» **Source document**:
———

Saturday, December 29, 2012

Seinfeld Themed Birthday Party

I apologize for my unannounced holiday break.  I think that every year I underestimate just how busy this time of year is!  It seems like it's been pretty quiet in the blog world, so apparently I'm not alone.

But, I had a goal of telling you about my husband's birthday party (that did eventually happen, despite the setbacks!)  before the end of the year.  I have to apologize though, since I had to throw it together in a hurry, I didn't get as many pictures as I'd like.  If you aren't a Seinfeld fan, this will probably mean nothing to you, but if you have whole episodes memorized like the hubby, I think you'll like it!

First things first, the invitations:

Next, dinner.  I cooked for almost two days to get all this food done, but it was delicious!  Each thing had a card next to it with a quote about the food from the show.  Here's some (pretty terrible) photos of the meal:

Here's what we ate:

Crab Bisque: I had two quotes for this one, I just couldn't choose...

———

(Dataset entries)
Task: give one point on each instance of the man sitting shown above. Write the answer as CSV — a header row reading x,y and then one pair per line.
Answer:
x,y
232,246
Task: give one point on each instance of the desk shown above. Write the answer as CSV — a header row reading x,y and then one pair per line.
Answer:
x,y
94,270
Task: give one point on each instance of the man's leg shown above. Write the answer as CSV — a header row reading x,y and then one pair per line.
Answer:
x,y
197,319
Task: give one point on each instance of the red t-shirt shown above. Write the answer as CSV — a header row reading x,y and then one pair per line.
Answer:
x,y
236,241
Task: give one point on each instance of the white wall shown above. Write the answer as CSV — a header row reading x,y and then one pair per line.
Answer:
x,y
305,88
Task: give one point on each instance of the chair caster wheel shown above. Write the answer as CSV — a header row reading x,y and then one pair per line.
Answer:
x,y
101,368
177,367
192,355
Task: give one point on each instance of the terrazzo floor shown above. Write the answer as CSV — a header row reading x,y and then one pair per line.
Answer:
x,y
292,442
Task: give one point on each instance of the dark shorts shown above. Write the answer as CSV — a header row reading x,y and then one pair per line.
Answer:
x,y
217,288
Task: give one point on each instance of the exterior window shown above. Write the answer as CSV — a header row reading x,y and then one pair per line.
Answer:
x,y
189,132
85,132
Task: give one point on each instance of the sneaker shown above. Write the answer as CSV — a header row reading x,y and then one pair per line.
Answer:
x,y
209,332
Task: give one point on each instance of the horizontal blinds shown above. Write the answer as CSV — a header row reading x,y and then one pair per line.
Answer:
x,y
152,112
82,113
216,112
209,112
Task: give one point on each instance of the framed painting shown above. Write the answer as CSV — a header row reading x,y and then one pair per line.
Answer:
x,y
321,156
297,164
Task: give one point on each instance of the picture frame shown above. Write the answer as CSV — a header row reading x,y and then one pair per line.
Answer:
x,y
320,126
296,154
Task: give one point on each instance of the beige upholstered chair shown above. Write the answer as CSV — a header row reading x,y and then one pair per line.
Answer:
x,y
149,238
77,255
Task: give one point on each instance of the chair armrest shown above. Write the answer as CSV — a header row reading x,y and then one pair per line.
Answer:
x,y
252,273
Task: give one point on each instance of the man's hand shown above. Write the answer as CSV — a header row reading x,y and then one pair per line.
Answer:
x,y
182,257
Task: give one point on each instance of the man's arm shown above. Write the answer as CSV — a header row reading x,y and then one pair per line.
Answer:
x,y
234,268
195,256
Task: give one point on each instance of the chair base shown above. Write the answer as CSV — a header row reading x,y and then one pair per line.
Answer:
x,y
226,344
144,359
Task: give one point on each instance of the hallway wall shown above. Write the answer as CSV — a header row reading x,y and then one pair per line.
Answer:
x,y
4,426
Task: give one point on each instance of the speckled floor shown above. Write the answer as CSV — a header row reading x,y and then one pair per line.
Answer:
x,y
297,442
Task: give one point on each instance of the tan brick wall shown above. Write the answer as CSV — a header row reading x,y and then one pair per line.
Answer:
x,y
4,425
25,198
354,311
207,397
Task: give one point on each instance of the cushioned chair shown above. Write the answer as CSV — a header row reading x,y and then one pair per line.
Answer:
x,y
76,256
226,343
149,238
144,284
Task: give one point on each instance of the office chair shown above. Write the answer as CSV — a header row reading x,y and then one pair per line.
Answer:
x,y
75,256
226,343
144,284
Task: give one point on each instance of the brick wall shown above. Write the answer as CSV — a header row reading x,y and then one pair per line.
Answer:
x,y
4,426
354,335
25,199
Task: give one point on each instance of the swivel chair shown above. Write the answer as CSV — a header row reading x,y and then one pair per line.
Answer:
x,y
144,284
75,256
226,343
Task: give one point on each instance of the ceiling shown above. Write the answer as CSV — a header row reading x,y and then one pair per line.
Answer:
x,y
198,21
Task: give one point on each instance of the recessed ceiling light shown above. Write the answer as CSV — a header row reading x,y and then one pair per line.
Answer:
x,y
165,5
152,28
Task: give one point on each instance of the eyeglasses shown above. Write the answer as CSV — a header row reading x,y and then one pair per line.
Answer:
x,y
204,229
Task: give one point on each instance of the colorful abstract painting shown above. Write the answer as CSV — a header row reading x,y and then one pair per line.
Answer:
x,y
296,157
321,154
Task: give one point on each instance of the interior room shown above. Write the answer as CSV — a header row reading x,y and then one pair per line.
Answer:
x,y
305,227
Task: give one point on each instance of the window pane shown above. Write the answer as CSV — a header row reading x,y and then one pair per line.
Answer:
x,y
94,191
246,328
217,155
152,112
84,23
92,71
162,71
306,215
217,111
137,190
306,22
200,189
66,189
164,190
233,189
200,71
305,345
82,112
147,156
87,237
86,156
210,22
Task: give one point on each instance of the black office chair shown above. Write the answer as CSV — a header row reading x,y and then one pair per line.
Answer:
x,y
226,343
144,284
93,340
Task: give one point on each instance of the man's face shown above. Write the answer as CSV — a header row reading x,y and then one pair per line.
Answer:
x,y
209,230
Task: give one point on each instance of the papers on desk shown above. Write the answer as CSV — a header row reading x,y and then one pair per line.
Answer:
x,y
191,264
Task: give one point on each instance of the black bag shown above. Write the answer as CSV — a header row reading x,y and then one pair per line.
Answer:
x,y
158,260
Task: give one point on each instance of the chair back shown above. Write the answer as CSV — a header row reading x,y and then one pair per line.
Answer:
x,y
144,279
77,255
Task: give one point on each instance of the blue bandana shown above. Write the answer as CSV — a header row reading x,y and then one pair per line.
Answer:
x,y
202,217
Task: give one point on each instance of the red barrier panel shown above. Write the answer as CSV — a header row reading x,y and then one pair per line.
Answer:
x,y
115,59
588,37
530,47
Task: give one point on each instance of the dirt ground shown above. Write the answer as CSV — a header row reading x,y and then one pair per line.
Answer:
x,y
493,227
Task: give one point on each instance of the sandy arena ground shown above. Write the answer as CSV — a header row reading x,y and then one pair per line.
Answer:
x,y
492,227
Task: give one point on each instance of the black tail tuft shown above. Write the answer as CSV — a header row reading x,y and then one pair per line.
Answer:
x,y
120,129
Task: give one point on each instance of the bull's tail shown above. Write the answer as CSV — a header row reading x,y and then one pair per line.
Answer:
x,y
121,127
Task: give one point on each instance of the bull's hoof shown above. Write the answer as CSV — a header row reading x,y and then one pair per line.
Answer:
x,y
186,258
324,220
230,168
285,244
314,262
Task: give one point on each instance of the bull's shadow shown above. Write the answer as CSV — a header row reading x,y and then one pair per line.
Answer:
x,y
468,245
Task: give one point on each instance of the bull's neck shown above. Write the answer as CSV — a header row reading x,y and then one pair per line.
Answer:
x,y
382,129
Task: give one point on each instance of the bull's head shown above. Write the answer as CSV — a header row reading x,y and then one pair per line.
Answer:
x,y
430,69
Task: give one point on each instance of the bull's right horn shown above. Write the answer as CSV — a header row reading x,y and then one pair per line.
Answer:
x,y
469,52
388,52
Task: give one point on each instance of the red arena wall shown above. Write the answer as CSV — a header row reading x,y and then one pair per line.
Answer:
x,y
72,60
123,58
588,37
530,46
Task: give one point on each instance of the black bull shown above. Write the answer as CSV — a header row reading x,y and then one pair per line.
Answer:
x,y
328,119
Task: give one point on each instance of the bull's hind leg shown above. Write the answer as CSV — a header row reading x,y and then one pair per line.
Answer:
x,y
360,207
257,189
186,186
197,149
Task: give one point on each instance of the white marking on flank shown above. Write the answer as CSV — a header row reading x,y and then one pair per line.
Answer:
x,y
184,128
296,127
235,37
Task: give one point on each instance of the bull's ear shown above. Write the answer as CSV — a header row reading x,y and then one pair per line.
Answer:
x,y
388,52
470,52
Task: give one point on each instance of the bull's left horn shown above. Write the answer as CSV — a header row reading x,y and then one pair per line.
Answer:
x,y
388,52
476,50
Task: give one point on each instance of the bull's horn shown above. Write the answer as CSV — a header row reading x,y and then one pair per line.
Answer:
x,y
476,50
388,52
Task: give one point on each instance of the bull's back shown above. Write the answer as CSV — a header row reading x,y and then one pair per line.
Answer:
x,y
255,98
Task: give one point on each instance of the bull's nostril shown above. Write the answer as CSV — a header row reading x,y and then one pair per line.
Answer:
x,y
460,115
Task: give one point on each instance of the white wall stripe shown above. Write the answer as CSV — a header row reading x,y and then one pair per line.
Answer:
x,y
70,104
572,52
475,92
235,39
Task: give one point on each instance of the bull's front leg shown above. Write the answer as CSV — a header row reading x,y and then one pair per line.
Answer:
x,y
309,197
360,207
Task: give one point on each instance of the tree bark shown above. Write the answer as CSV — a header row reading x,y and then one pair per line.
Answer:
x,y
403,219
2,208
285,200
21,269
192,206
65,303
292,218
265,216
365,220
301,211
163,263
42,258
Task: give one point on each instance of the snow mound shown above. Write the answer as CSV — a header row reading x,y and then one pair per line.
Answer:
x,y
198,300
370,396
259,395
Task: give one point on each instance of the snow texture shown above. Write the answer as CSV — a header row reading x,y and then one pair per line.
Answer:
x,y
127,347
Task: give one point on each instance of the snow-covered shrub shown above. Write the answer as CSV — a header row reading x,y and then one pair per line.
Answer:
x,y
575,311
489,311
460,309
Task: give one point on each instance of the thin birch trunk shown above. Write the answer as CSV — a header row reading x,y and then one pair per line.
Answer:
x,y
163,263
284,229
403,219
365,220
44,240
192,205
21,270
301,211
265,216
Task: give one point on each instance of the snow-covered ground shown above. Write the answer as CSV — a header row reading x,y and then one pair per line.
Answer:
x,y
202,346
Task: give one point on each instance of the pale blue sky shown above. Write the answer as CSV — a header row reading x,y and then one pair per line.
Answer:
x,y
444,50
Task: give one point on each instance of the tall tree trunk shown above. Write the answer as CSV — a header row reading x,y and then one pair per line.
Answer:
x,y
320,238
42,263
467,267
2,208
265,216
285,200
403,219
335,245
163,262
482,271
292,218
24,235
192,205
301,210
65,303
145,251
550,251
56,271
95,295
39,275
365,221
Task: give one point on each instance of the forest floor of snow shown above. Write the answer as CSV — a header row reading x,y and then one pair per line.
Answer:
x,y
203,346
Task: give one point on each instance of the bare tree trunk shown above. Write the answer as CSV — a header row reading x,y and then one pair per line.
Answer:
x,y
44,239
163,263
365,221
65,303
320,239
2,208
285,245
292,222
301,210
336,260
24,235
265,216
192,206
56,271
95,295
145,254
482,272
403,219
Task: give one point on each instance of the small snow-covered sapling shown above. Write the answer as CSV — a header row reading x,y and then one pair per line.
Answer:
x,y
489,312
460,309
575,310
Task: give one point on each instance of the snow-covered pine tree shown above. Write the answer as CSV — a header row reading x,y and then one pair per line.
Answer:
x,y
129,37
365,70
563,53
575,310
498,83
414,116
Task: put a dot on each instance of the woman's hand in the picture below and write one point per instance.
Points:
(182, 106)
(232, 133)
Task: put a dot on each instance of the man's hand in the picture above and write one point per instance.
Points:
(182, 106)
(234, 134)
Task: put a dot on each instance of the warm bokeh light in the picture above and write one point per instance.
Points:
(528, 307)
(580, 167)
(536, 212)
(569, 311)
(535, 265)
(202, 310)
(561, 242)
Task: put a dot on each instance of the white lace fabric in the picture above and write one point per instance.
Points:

———

» **Activity A**: Translate this sentence from the Seinfeld party post into Spanish: "I cooked for almost two days to get all this food done, but it was delicious!"
» **Activity B**: In the Seinfeld party post, what was set next to each dish at dinner?

» **Answer space A**: ¡Cociné durante casi dos días para tener lista toda esta comida, pero estaba deliciosa!

» **Answer space B**: A card with a quote about the food from the show.